Natural language region descriptions:
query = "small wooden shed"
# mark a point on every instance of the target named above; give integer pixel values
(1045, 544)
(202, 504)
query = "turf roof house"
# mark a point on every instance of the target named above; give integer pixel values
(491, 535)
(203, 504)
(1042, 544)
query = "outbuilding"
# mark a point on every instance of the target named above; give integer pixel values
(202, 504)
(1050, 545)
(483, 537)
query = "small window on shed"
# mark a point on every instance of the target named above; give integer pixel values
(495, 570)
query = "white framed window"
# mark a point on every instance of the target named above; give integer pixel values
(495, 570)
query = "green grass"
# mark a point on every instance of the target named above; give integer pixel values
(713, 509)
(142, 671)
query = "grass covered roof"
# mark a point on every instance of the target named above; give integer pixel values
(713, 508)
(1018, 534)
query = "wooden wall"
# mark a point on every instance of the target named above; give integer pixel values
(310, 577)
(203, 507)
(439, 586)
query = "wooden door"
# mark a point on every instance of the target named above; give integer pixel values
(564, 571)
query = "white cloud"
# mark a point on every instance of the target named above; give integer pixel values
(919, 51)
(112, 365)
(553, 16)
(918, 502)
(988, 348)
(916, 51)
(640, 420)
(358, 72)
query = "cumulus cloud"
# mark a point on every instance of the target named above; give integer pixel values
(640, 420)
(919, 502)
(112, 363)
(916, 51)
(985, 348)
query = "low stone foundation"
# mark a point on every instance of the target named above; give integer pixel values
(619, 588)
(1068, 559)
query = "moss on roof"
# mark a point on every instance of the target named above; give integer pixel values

Work task
Transcribe the records above exactly as they appear.

Exercise output
query = "small wooden shed"
# mark a point on every instance of the target named above; give integer pixel values
(1045, 544)
(202, 504)
query = "turf roof house"
# mark a point on every instance of the target named above; give integer pixel values
(491, 535)
(203, 504)
(1042, 544)
query = "outbuilding"
# mark a point on every instance of the target named above; give integer pixel values
(202, 504)
(1050, 545)
(483, 537)
query = "small window on shed"
# mark a point on every instance of the target named above; give integer pixel values
(495, 570)
query = "white framed window"
# mark a point on every instance of the target named above; give integer pixel values
(495, 570)
query = "green grass"
# mark a point on every instance of the target named above; give integer pixel values
(713, 509)
(142, 671)
query = "grass covered roof"
# mark a point on every instance of the target named above; give integer pixel values
(713, 508)
(1018, 534)
query = "wooden wall"
# mark a point on every instance of the target named above; give integer pixel values
(310, 577)
(203, 507)
(439, 586)
query = "wooden door"
# mark a point on every instance of the target named above; give integer pixel values
(564, 571)
query = "white cloud"
# mark a point on every instance of the target named above; give integer pixel values
(919, 51)
(112, 365)
(553, 16)
(918, 502)
(988, 348)
(916, 51)
(640, 420)
(358, 72)
query = "cumulus cloud"
# mark a point on every instance of the target named above; give integer pixel values
(640, 420)
(919, 502)
(112, 363)
(916, 51)
(985, 348)
query = "low stone foundation"
# mark a point on every instance of the target named above; give integer pixel values
(619, 588)
(1068, 559)
query = "moss on roof"
# mark a point on every instance of the target named above; give integer pixel values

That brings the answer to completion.